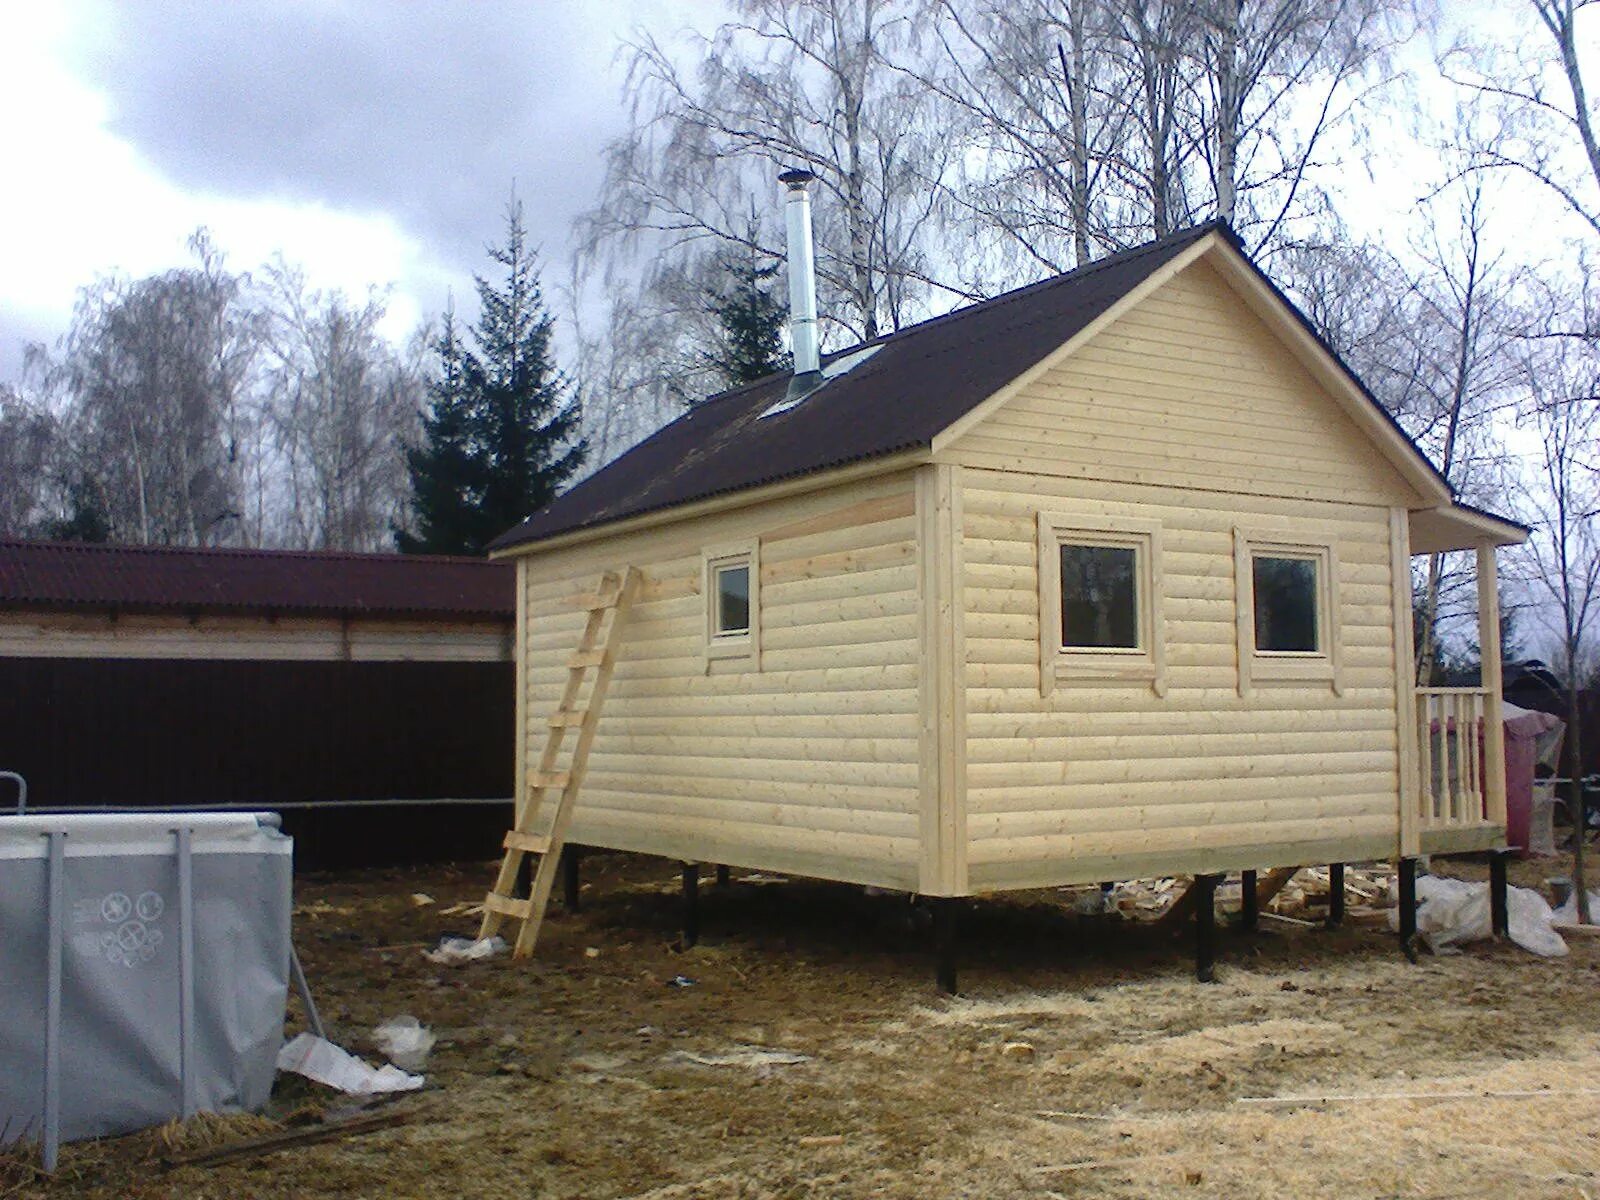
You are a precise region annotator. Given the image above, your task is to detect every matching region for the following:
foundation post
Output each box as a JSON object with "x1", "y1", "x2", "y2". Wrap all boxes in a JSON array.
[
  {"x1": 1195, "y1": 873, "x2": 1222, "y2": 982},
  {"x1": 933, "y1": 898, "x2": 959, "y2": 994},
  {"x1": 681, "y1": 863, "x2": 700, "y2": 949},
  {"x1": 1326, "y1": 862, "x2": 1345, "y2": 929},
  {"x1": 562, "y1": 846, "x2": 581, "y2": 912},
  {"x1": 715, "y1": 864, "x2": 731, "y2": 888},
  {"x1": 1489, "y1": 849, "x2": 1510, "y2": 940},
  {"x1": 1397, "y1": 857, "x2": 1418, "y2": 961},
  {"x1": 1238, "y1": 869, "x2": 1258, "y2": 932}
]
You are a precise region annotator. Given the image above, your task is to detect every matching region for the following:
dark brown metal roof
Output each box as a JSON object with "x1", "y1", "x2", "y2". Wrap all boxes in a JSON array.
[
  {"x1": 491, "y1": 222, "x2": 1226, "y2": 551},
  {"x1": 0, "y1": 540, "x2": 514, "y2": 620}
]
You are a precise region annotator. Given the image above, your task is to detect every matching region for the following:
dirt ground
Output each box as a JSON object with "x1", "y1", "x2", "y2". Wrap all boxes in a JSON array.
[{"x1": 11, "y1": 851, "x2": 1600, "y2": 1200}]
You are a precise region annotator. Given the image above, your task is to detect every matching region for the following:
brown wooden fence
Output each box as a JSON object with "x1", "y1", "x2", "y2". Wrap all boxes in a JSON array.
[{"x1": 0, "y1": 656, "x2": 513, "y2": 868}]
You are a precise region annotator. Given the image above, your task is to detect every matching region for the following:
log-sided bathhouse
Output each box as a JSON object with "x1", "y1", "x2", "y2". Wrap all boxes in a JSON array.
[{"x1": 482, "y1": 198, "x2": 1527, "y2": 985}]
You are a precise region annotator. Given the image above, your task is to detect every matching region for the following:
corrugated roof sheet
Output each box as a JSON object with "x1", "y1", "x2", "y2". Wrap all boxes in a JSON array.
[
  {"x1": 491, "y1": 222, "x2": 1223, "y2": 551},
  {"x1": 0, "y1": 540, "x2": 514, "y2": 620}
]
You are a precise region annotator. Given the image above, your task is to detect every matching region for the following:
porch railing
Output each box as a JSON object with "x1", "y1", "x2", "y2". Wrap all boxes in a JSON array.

........

The answer is the complete set of records, copied exactly, with pictures omitted.

You are a precise region annotator. Given the image above, your task is to detect every matching region for the following:
foundation post
Output each box as a JSON object with "x1", "y1", "x2", "y2". Wrap all boxes in a JSON array.
[
  {"x1": 1195, "y1": 873, "x2": 1222, "y2": 982},
  {"x1": 933, "y1": 898, "x2": 959, "y2": 994},
  {"x1": 681, "y1": 863, "x2": 700, "y2": 949},
  {"x1": 1326, "y1": 862, "x2": 1345, "y2": 929},
  {"x1": 562, "y1": 846, "x2": 581, "y2": 912},
  {"x1": 715, "y1": 864, "x2": 731, "y2": 888},
  {"x1": 1489, "y1": 849, "x2": 1510, "y2": 940},
  {"x1": 1397, "y1": 857, "x2": 1418, "y2": 961},
  {"x1": 1238, "y1": 869, "x2": 1258, "y2": 932}
]
You are a precise region annotator. Given the image above, your task is to detect every matching region for the following:
dark brown metal roof
Output each box as a JSON object with "x1", "y1", "x2", "y2". Wrap all boxes in a JSON array.
[
  {"x1": 491, "y1": 222, "x2": 1226, "y2": 551},
  {"x1": 0, "y1": 540, "x2": 514, "y2": 620}
]
You are a precise region annotator. Given the image above, your task is to detect every matching region for the following:
dirt ground
Output each box as a JSON object with "x1", "y1", "x2", "y2". Wrap all boxes in a JSON array.
[{"x1": 11, "y1": 851, "x2": 1600, "y2": 1200}]
You are a precise region annotator. Given the image above, your task is to detect every matching region for the following:
brown wooden fence
Output each box as a JSON object with "x1", "y1", "x2", "y2". Wrap all boxes in a JSON array.
[{"x1": 0, "y1": 656, "x2": 513, "y2": 868}]
You are a precise region annotator. Given the image above, your task is to detect every matching region for the following:
log-sided bathhouse
Output each box as a JSON object with "x1", "y1", "x2", "y2". Wrap all boxes in a JSON array.
[{"x1": 482, "y1": 198, "x2": 1527, "y2": 985}]
You are a precise region annotator. Given the image above, your task is to detect every matching region for the following:
corrugated roof sheet
Output each box as a JSON object with "x1", "y1", "x2", "y2". Wrap all boxes in a JSON array.
[
  {"x1": 491, "y1": 222, "x2": 1223, "y2": 551},
  {"x1": 0, "y1": 540, "x2": 514, "y2": 620}
]
You are a precise region annotator. Given the image above, your task is to detect every matching region for the following:
porch railing
Output each box as a JSON object with "x1", "y1", "x2", "y2". Wrap all boxes in a JSON array.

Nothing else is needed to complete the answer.